LA SITUAZIONE DELL’ORSO MARSICANO mi riporta al pensiero di Henry D. Thoreau, ecologista ante litteram dalla cui esperienza diretta nella natura nord-americana trasse riflessioni raccolte in diari e saggi. In un diario Thoreau annotò, nel marzo 1842, alcune idee e relativi significati simbolici circa il suolo che stava calpestando: «Quando cammino nei campi di Concord e rifletto sul destino di questa prospera deriva della stirpe anglosassone a volte dimentico che quella che adesso è Concord un tempo era Musketaquid, la terra è disseminata di resti d’una stirpe del tutto scomparsa, come se fosse stata calpestata su quella stessa terra. Trovo utile ricordare l’eternità che mi precede quanto quella che mi seguirà. Dovunque vada, ripercorro le tracce degli indiani. Raccolgo da terra un dardo che hanno lasciato cadere ai miei piedi ogni volta che pianto il mio granturco nello stesso solco che così a lungo fornì loro un raccolto, non faccio che cancellare parte del loro ricordo».

ECCO CHE THOREAU RIFLETTE sul terribile genocidio che ai suoi tempi era ancora in corso: quello delle popolazioni dei nativi americani, da poco vinte nell’est ma ancora resistenti nei territori dell’ovest al tempo del filosofo transcendentalista. Quella stessa erba sulla quale Thoreau camminava era stata da poco calpestata da chi lo aveva, a pieno titolo, preceduto ed era ancora calpestata da chi aveva diritto a vivere su quel territorio. Saranno gli stessi trascendentalisti a ricordare l’importanza delle popolazioni indigene, per esempio nel loro rapporto diretto con la Natura che era parte integrante del pantheon dei nativi, luogo di incontro tra divino e umano e sinonimo dello stesso creatore.

IL PARAGONE PARE UN PO’ AZZARDATO, ma in tempi di crescente consapevolezza sui temi ecologici non possiamo evitare di considerare gli altri esseri viventi come garanzia di equilibrio per tutti. Se anche gli orsi e, quindi, se anche la natura e i suoi rappresentanti fanno parte della nostra civiltà multietnica, multiculturale e multispecifica, non possiamo continuare ad assistere, inermi, al fatto che la popolazione di orso bruno marsicano viene inesorabilmente erosa, fino all’estinzione.

È UNA STRAGE SILENTE PER BRACCONAGGIO e mortalità accidentale di origine antropica come è accaduto lo scorso ottobre quando un giovane maschio è stato investito sulla A-25 Roma-Pescara. E già vi erano stati orsi vittime di altri incidenti sulla A-24, la Roma-L’Aquila-Teramo. È paradossale che il gestore di «Autostrada dei Parchi» non corra ai ripari, lo ricordano le associazioni Salviamo l’Orso e la Stazione Ornitologica Abruzzese che in un punto di facile attraversamento autostradale da parte di animali selvatici, hanno attaccato paletti con un recinto elettrificato, col risultato di creare uno sbarramento in grado di evitare investimenti.

+++

DA FARE:
A – Trascrivi dal testo sull'orso marsicano il tratto che va da "ECCO CHE THOREAU" fino a "dello stesso creatore.".
B – Prosegui il testo sull'orso marsicano a partire dalla sua ultima frase.
Le righe che seguono sono materiale a sé, distinto dal testo sull'orso marsicano.

DATI FORNITI:
+++

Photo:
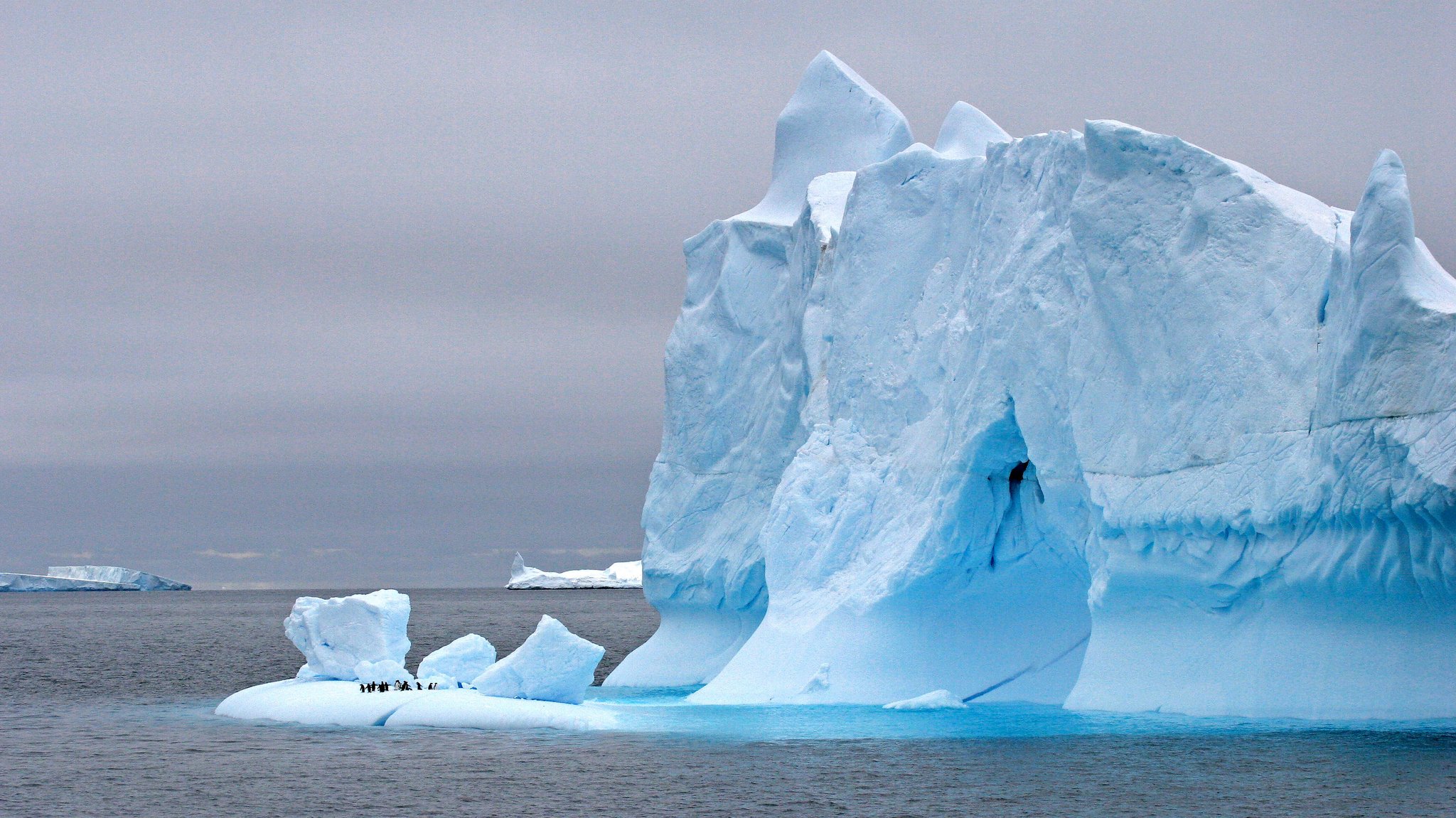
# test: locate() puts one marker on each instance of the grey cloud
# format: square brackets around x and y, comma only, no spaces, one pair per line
[250,247]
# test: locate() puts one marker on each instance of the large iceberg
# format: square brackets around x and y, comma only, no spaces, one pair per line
[616,576]
[355,676]
[115,574]
[361,637]
[89,578]
[1093,418]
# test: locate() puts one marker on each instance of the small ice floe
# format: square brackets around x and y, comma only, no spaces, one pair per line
[933,701]
[355,674]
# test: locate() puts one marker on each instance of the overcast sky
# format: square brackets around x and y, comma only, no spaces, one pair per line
[366,296]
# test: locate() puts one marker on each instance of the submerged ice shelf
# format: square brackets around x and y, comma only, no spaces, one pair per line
[1093,418]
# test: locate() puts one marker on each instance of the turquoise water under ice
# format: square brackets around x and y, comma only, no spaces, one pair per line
[107,711]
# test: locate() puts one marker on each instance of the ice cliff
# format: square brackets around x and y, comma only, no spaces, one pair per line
[1093,418]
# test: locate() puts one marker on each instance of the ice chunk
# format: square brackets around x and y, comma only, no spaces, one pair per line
[115,574]
[967,131]
[469,709]
[343,704]
[616,576]
[933,701]
[552,665]
[316,704]
[383,670]
[337,635]
[459,661]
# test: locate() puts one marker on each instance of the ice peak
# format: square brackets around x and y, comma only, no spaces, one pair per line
[835,122]
[1383,219]
[967,131]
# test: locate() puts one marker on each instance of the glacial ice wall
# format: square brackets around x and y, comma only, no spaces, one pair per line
[1096,418]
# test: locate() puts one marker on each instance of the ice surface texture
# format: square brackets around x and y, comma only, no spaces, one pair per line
[616,576]
[341,633]
[552,665]
[1096,418]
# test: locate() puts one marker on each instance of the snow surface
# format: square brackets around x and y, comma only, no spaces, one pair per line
[344,705]
[552,665]
[458,662]
[41,583]
[933,701]
[115,574]
[1093,418]
[616,576]
[346,638]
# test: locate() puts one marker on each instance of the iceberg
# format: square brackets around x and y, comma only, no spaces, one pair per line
[1094,418]
[353,638]
[360,640]
[458,662]
[552,665]
[933,701]
[616,576]
[114,574]
[89,578]
[340,704]
[43,583]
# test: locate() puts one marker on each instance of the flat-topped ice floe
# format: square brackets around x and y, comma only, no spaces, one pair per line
[341,704]
[355,676]
[115,574]
[616,576]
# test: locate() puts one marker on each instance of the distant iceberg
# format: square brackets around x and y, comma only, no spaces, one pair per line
[355,676]
[89,578]
[618,576]
[114,574]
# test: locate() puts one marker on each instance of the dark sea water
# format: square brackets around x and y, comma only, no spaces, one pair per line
[107,709]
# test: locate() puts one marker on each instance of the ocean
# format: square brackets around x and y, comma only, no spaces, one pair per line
[107,709]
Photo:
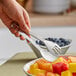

+++

RISPOSTE AI COMPITI:
A –
ECCO CHE THOREAU RIFLETTE sul terribile genocidio che ai suoi tempi era ancora in corso: quello delle popolazioni dei nativi americani, da poco vinte nell’est ma ancora resistenti nei territori dell’ovest al tempo del filosofo transcendentalista. Quella stessa erba sulla quale Thoreau camminava era stata da poco calpestata da chi lo aveva, a pieno titolo, preceduto ed era ancora calpestata da chi aveva diritto a vivere su quel territorio. Saranno gli stessi trascendentalisti a ricordare l’importanza delle popolazioni indigene, per esempio nel loro rapporto diretto con la Natura che era parte integrante del pantheon dei nativi, luogo di incontro tra divino e umano e sinonimo dello stesso creatore.

B –
TUTTAVIA, IL VERO PROGETTO DI MESSA in sicurezza di A-24 e A-25 stenta ad essere attuato e gli orsi continuano a morire. Anche la Società Italiana di Storia per la Fauna (nelle cui file vi è una parte importante del mondo accademico) in un documento inviato al presidente della Repubblica, al presidente del Consiglio e al ministro della Transizione Ecologica, rappresenta la necessità di prendere seri provvedimenti tra cui quello di creare una banca genetica per questa sottospecie valutata in pericolo critico dalla Iucn (International Union for the Conservation of Nature): «È il 21esimo esemplare che perde la vita su questa arteria dal 2013, anno in cui la nostra Società ha lanciato un appello per la realizzazione di una banca genetica dell’orso bruno marsicano – afferma Corradino Guacci, presidente della Sisf – un’iniziativa in perfetta aderenza al principio di precauzione, di cui all’art.191 del trattato sul funzionamento dell’Unione Europea, il cui scopo è garantire un alto livello di protezione dell’ambiente attraverso l’adozione di azioni preventive volte a contenere il rischio. Ed è proprio questa la funzione che si vuole attribuire alla banca genetica: un’assicurazione sul futuro della popolazione appenninica. Investire poche migliaia di euro in uno strumento che in tutto il mondo viene utilizzato per sostenere specie animali in difficoltà. L’orso bruno marsicano è il mammifero europeo a maggior rischio d’estinzione. È ora di cambiare approccio, prima che sia troppo tardi».